:: TEXT ::

In the end the following seemed to work for me in a simple test script. (No errors, it blocked like it's supposed to until I created a file in one of the folders. I even tried the last folder on the argument list first to make sure it wasn't just watching the first).

Code:
DIR=$(find /media -type d -print0 | xargs -0 -I % echo -n '"%" ')
echo "$DIR"
sh -c "wait_on -w $DIR"

This probably isn't the way to do it. There's got to be a simple way to say "I'm passing a variable to this command which contains special characters but I want them to be treated as such, not as part of the arguments", but I can't find it. I've looked through a bunch of the default FreeBSD shell scripts hoping for a trick somewhere and searched the net to no avail.
 
Looks like I was on the right track but honestly, not sure I would have gotten there.
Thanks for the help, it is greatly appreciated.

As for if it can be done a better way, this is very little code and the application sits and waits until a change is detected so even if it would be considered not optimized, the frequency it loops is minimal so it doesn't make a difference.

And yes I laughed when you said it was a PITA because I know it was, and I'm a nub with respect to FreeBSD and Unix in general.
 
Let's back up a second. Knowing sh(1) is useful, but it is a poor, poor alternative to a modern language. Quoting is a continual problem, and there are severe limits that have to be solved with hacks like xargs(1). Because sh(1) is not really a language, but really a way of calling multiple other commands, you end up having to learn all those other commands.

All of that is less of a problem with Perl, Ruby, or Python. They are all vastly more powerful than sh(1), and easier to use because of that.

There really aren't many reasons to use sh(1). People mention performance differences, but benchmarks show the modern scripting languages are sometimes faster. In many cases, it's insignificant anyway.
 
I probably would of written a simple Perl script myself. In fact, I knew nothing of wait_on, so probably would of just written something to find files modified in the last 300/600 seconds and run it from cron every 5/10 minutes. A quick find -> wc -> awk and you'd have a simple count of the number of changed files.

Problem is, Perl and all the other languages mentioned require installation. There's a reason the rest of the rc system is written in sh, because it's simple, lightweight and pretty much guaranteed to be available and working. I'd be pretty p*ssed off if some startup script required Perl just because it wanted to do something clever, that could of been worked around. (If fact I'm started to get a bit miffed at the number of ports reliant on Python these days that I have no other use for)

I consider sh to be the correct language for rc scripts such as the one here. I can't believe that no-one has ever written a shell script that produced a list of files/directories and needed to pass that list to another command. Maybe 'sh -c' is the correct way to do this... In the case here, maybe a different language is a viable option (it's not like this script is going to be distributed), but I don't really consider 'use a different language (that might not be installed)' a valid answer to a question which is basically 'how do I pass a list of arguments that includes spaces to a command in a shell rc script'. We've already identified a workaround which requires no third party software and probably adds practically 0 overhead.

:::
:: MATERIAL ::

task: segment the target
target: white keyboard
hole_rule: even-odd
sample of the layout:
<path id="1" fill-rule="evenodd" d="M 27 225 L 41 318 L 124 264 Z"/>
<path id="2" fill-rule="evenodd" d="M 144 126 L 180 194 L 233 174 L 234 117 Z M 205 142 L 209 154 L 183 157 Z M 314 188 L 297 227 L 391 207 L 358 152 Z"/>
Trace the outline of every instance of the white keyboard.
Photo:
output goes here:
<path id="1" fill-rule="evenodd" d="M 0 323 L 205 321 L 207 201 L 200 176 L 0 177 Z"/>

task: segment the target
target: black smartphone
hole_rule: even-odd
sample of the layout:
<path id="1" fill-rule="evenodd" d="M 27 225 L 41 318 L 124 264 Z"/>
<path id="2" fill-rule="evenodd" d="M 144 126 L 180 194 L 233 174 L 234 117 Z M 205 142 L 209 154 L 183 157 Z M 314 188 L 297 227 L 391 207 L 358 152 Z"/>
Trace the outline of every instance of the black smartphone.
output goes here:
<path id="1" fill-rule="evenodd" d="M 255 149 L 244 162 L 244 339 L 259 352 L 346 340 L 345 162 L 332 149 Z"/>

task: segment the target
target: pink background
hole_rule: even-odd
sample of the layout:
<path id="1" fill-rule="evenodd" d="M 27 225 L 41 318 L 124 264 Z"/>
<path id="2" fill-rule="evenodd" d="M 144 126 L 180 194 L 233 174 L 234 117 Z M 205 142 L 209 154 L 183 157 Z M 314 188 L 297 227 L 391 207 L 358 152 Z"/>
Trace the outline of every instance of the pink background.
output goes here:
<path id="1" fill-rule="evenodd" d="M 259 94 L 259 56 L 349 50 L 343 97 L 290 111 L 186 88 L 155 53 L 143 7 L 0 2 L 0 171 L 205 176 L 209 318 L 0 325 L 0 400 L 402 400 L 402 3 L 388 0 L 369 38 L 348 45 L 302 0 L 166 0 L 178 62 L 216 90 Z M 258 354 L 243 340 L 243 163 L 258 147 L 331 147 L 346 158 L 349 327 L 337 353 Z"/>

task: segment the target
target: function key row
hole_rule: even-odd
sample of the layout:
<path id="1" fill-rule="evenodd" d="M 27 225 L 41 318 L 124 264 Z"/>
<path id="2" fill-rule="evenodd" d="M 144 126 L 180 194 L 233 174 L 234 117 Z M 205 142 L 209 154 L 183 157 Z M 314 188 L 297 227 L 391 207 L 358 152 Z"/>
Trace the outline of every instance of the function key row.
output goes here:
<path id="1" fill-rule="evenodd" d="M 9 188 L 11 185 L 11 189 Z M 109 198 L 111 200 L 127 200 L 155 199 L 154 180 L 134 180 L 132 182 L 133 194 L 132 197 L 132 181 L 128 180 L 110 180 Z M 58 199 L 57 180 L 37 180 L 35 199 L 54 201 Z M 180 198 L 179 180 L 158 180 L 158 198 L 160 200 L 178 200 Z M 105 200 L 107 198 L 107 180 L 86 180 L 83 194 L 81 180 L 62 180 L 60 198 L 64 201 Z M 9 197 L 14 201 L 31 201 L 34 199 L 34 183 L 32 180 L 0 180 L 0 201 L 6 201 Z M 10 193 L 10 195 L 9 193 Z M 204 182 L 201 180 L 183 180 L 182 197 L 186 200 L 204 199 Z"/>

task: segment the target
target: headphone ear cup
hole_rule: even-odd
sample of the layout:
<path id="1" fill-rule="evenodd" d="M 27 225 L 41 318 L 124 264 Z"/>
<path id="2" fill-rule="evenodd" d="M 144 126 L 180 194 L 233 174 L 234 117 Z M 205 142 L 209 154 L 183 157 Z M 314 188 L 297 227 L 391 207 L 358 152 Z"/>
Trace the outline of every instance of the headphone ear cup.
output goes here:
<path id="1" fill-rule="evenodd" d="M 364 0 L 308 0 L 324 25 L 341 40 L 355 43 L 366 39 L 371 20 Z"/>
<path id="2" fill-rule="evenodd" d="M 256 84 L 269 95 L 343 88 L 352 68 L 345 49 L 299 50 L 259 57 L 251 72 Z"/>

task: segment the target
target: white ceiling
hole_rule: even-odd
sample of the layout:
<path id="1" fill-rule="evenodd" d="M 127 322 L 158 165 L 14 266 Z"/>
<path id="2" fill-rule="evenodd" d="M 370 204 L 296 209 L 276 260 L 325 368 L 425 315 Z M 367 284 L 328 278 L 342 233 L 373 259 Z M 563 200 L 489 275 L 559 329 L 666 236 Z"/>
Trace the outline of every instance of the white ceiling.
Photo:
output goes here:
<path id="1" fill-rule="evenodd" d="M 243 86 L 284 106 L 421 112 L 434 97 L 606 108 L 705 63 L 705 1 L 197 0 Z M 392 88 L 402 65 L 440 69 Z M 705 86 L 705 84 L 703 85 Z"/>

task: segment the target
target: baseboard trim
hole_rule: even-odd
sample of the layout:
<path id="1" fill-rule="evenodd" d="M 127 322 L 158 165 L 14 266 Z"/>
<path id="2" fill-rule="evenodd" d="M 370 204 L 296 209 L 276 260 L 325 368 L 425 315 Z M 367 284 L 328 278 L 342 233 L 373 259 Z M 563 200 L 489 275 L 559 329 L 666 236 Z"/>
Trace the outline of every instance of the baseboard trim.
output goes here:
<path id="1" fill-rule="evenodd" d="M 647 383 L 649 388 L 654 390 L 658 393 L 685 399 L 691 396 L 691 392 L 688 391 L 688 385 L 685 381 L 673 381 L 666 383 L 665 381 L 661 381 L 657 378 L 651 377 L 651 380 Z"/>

:::

» WRITTEN EXERCISE 1:
Rewrite the shell scripting discussion from "This probably isn't" to "have gotten there.", swapping "special characters" for "embedded spaces".
» WRITTEN EXERCISE 2:
Extend the shell scripting discussion past its final sentence.

» TASK OUTPUT 1:
This probably isn't the way to do it. There's got to be a simple way to say "I'm passing a variable to this command which contains embedded spaces but I want them to be treated as such, not as part of the arguments", but I can't find it. I've looked through a bunch of the default FreeBSD shell scripts hoping for a trick somewhere and searched the net to no avail.
 
Looks like I was on the right track but honestly, not sure I would have gotten there.

» TASK OUTPUT 2:
 
Look around you and count how many FreeBSD systems you have that don't already have Perl. It's difficult to install any ports without getting Perl very quickly.

It wasn't that many years ago that the startup scripts actually did use Perl. They were rewritten in sh. It's a long story involving porting, licensing, and importing (AFAIR).

Sometimes the best answer to "how do I use this hammer to drive that screw" is to suggest rethinking the choice of tool.
 
It is funny. No matter what port you install first it will have perl as a dependency. IIRC mergemaster() was originally a system level perl script. There may have been more which where replaced with posix shell scripts when perl was removed from base.

Either way I'm not sure what the purpose of the script in this thread is. Using posix commands are great for automation and reporting for quick single threaded `unix way` programming.

Some commands which may be worth looking into for are dirname() and basename().

There is no reason to use find() when you know what directory where your working in.

Finally as it's been mentioned once you hit the point where xargs() is needed either a refactoring step needs to be taken or consider a different tool( or language).
 
Certainly big and complicated programs can be written successfully in sh(1). ports-mgmt/portmaster, for example. The trick is finding the spot where working around the lack of features starts costing more time than it's worth, or a reason that it must be in sh(1) rather than something easier to write and maintain.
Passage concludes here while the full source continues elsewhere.